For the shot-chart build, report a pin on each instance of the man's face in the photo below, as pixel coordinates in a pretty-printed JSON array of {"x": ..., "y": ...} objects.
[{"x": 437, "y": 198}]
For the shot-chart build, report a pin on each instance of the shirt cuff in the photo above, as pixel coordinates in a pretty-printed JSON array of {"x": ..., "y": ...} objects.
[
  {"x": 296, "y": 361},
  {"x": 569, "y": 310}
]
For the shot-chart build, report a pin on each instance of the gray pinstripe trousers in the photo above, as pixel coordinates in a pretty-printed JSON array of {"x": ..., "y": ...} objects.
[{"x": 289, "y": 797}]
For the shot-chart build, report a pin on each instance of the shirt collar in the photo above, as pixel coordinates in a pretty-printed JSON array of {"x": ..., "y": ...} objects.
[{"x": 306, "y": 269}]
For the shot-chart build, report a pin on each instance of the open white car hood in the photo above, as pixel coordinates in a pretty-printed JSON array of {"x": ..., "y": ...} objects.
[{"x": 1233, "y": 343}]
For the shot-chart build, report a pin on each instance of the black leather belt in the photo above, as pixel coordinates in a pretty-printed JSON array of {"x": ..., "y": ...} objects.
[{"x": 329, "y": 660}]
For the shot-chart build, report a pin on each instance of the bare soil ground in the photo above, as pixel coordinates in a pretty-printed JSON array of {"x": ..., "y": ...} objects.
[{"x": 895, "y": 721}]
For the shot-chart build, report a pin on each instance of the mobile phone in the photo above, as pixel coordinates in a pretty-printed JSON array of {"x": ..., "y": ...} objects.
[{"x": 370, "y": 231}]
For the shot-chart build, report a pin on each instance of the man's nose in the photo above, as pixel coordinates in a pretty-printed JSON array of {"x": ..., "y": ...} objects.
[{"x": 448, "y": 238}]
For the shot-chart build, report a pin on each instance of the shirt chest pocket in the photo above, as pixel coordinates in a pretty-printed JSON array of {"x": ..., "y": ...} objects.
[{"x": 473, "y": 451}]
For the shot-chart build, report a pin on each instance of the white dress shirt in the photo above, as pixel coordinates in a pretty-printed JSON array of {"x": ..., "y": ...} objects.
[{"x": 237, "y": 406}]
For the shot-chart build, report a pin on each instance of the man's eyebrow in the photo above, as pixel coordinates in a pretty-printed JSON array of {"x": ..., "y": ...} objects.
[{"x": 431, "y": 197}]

◇ ◇ ◇ ◇

**Task brief**: The answer must be an exact copy of every record above.

**Exercise output**:
For the shot-chart build, report a pin on each instance of the man's face in the photo below, as pixel coordinates in a pretty-printed JSON array of {"x": ..., "y": ...} objects.
[{"x": 437, "y": 198}]
For the shot-chart build, report a pin on each instance of the shirt cuff in the photo above, as pixel coordinates in a pretty-printed JSON array of {"x": ..., "y": ...} objects.
[
  {"x": 296, "y": 361},
  {"x": 569, "y": 310}
]
For the shot-chart build, report a pin on each instance of the gray pinstripe trousers in the photo above, as pixel coordinates in a pretty-printed JSON array of {"x": ..., "y": ...} objects.
[{"x": 289, "y": 797}]
For the shot-chart build, report a pin on each instance of the shirt collar in the photo above, as pixel coordinates in a pretty-printed JSON array of {"x": ..., "y": ...} objects.
[{"x": 306, "y": 269}]
For the shot-chart build, report a pin on each instance of the open white car hood in the photo above, as pixel coordinates in a pretty-printed JSON array of {"x": ..., "y": ...} objects.
[{"x": 1233, "y": 343}]
For the shot-chart build, report a pin on each instance of the black leather belt in the photo above, as pixel coordinates in a pretty-printed JSON array of {"x": ..., "y": ...} objects.
[{"x": 329, "y": 660}]
For the shot-chart build, report a pin on each instance of the bare soil ground in the photo above, as pixel coordinates in a pretty-printed JSON array of {"x": ..., "y": ...} objects.
[{"x": 895, "y": 721}]
For the shot-chart build, report a pin on each instance of the mobile phone in the photo above, as pixel coordinates in a pretty-printed JSON array of {"x": ..., "y": ...} objects.
[{"x": 370, "y": 231}]
For the shot-chart build, report a pin on each instance of the man's nose in the photo above, as pixel coordinates in a pretty-printed JSON array of {"x": ..., "y": ...} objects.
[{"x": 448, "y": 238}]
For the shot-chart build, report a pin on each instance of the shirt chest pocket in the photo above, as pixel coordinates in a pretty-printed JSON array of {"x": ..., "y": ...} objects.
[{"x": 473, "y": 451}]
For the shot-chart build, report a pin on each instance of the white dress shirt in the photo above, as pixel coordinates in a pretty-printed JSON array of {"x": ..., "y": ...} objects.
[{"x": 237, "y": 406}]
For the shot-chart build, report a pin on each instance of the man's eyebrow in the photo above, as pixel coordinates in a pretty-printed JSON array of {"x": ..., "y": ...} objects.
[{"x": 431, "y": 197}]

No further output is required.